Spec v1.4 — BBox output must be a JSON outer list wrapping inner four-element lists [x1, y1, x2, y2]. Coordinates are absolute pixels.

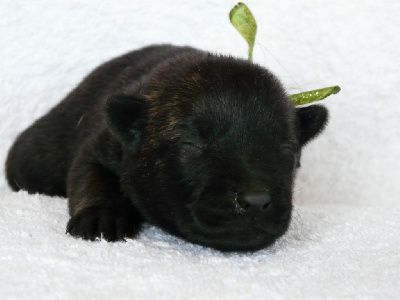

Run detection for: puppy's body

※

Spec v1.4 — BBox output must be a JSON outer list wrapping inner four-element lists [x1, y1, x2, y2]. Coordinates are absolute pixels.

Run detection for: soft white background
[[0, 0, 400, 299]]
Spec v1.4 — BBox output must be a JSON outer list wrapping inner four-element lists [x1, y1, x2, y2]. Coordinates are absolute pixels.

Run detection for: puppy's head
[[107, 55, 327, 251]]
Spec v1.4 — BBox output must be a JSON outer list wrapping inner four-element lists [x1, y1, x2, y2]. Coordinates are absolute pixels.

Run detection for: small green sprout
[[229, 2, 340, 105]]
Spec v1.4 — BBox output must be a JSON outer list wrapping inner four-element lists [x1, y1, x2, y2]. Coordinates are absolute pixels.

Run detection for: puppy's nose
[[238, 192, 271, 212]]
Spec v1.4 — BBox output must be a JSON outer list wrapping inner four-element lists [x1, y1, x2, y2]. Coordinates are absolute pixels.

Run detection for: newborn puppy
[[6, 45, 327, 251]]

※

— EXERCISE GOAL —
Report every line in the data above that contains the string "detection", copying each such line in full.

— RESULT OF THIS TASK —
Run detection for: puppy's body
Run detection for: soft white background
Run detection for: puppy's head
Run detection for: small green sprout
Run detection for: puppy's nose
Run detection for: newborn puppy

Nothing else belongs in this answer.